ESERCIZI DA SVOLGERE:
1 - Riporta il passo del brano sul film partendo da "Sono passati cinquantatré" e finendo con "diretto a Parigi.", cambiando "Parigi" in "Roma".
2 - Riscrivi in forma più breve il paragrafo del brano sul film che comincia con "Durante questi anni", mantenendo i fatti principali.

BRANO PROPOSTO:
Voto

8.5

Sono passati cinquantatré anni da Un uomo una donna (1966), l’iconico dramma sentimentale di Claude Lelouch con Anouk Aimée e Jean-Louis Trintignant. Cinquantatré anni dal primo incontro tra il pilota automobilistco Jean-Louis Duroc e la bella vedova Anne Gautier, e altrettanti dalla loro separazione, da quell’abbraccio accanto ai binari di un treno diretto a Parigi.

Durante questi anni Anne e Jean-Louis si sono già ritrovati: nel 1986, quando Lelouch aveva donato alla loro storia d’amore una nuova possibilità in Un uomo e una donna: 20 anni dopo. Ma di questo né il prolifico cineasta né i suoi personaggi sembrano avere memoria oggi: si incontrano ne I migliori anni della nostra vita come fosse la prima volta dopo quella notte nella camera 26 di un hotel a Deauville.

[Dati raccolti]
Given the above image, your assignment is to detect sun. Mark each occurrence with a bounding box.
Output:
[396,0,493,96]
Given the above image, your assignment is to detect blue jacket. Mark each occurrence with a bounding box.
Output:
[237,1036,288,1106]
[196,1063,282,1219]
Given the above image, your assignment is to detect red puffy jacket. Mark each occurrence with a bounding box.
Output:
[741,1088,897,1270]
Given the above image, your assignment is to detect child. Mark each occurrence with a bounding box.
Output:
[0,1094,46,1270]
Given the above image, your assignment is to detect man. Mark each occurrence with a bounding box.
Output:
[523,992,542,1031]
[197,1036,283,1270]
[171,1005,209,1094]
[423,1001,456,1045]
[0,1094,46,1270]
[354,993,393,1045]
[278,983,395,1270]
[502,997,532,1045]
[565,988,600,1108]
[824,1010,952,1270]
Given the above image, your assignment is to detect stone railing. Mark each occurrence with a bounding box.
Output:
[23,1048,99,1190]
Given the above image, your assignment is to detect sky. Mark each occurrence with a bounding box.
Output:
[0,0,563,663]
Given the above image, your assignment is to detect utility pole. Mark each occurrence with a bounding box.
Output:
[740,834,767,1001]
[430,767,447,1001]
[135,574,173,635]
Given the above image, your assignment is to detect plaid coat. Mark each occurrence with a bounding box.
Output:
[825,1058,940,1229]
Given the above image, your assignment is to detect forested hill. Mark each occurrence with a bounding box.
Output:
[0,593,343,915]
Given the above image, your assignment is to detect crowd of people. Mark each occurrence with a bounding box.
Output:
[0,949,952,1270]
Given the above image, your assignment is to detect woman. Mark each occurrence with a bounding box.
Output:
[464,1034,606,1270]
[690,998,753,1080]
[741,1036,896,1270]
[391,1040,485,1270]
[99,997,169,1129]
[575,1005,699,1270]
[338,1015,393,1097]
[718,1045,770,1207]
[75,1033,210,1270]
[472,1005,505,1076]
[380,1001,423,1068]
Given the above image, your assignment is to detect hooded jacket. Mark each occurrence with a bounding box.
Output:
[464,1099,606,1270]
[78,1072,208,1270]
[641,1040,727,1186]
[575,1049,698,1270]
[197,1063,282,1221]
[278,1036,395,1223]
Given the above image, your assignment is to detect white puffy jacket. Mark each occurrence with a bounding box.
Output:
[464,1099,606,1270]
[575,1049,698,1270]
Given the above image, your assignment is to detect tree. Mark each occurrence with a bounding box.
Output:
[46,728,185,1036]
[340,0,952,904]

SOLUZIONI IN ORDINE:
1 -
Sono passati cinquantatré anni da Un uomo una donna (1966), l’iconico dramma sentimentale di Claude Lelouch con Anouk Aimée e Jean-Louis Trintignant. Cinquantatré anni dal primo incontro tra il pilota automobilistco Jean-Louis Duroc e la bella vedova Anne Gautier, e altrettanti dalla loro separazione, da quell’abbraccio accanto ai binari di un treno diretto a Roma.

2 - Anne e Jean-Louis si erano già ritrovati nel 1986, in Un uomo e una donna: 20 anni dopo. Oggi però né Lelouch né i personaggi sembrano ricordarlo. In I migliori anni della nostra vita si incontrano come per la prima volta dopo la notte nella camera 26 di un hotel a Deauville.